(ISTRUZIONI E REQUISITI):
Ricopia dall'intervista qui sotto tutto il tratto che va da "Adua: intervista a" giù fino a "parlato con l’autrice.", senza cambiare nulla.

Adua: intervista a Igiaba Scego

Intervista a Igiaba Scego su suo ultimo libro Adua

di Gabriella Grasso

Nel suo ultimo libro intitolato Adua (Giunti, euro 13) la scrittrice italosomala Igiaba Scego racconta due storie parallele: la prima si svolge negli anni 30 ed è quella di Zoppe, un uomo somalo che grazie alla sua conoscenza delle lingue verrà “usato” (il verbo non è scelto a caso) dal regime fascista come interprete. La seconda è quella di sua figlia Adua, che negli anni 70 arriva a Roma con il cuore pieno di speranza. L’Italia polverizza i sogni di Adua così come ha fatto con quelli di suo padre. Eppure, nel finale, la speranza riappare. Ne abbiamo parlato con l’autrice.

 

In Adua si parte dagli anni del colonialismo fascista (con la storia di Zoppe); si passa attraverso l’emigrazione somala degli anni 70 durante il regime di Siad Barre (con le vicende di Adua); si arriva alle migrazioni dei nostri giorni (con il personaggio di Titanic, un giovane che approda in Italia dalla Somalia e che sposerà la protagonista). Sembri voler suggerire che c’è un filo che collega questi eventi, è così?

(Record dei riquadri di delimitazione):
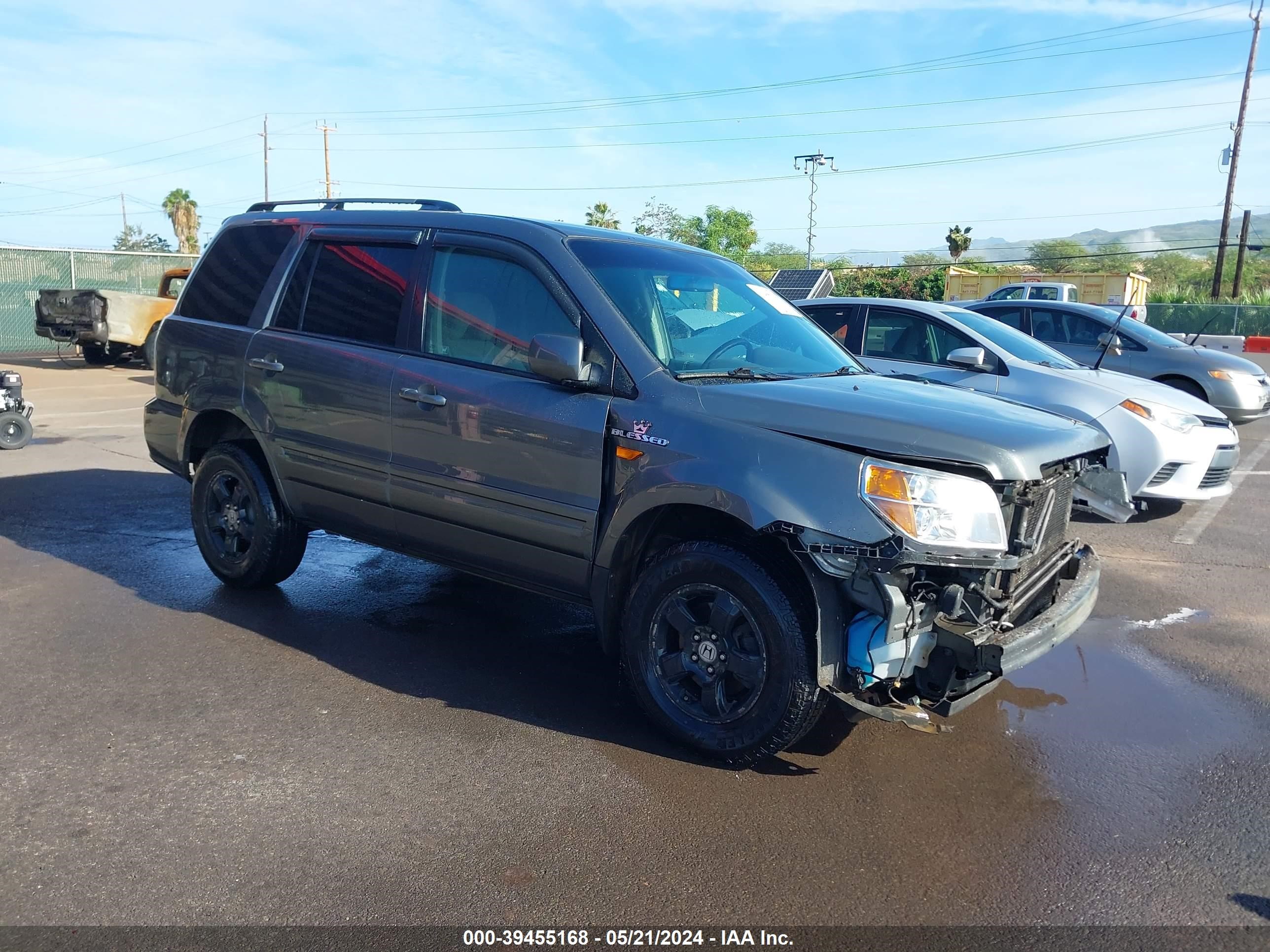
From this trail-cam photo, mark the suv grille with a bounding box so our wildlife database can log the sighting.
[1147,463,1181,486]
[1010,470,1076,589]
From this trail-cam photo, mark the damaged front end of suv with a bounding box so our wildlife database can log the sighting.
[768,450,1106,732]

(RISULTATO ATTESO):
Adua: intervista a Igiaba Scego

Intervista a Igiaba Scego su suo ultimo libro Adua

di Gabriella Grasso

Nel suo ultimo libro intitolato Adua (Giunti, euro 13) la scrittrice italosomala Igiaba Scego racconta due storie parallele: la prima si svolge negli anni 30 ed è quella di Zoppe, un uomo somalo che grazie alla sua conoscenza delle lingue verrà “usato” (il verbo non è scelto a caso) dal regime fascista come interprete. La seconda è quella di sua figlia Adua, che negli anni 70 arriva a Roma con il cuore pieno di speranza. L’Italia polverizza i sogni di Adua così come ha fatto con quelli di suo padre. Eppure, nel finale, la speranza riappare. Ne abbiamo parlato con l’autrice.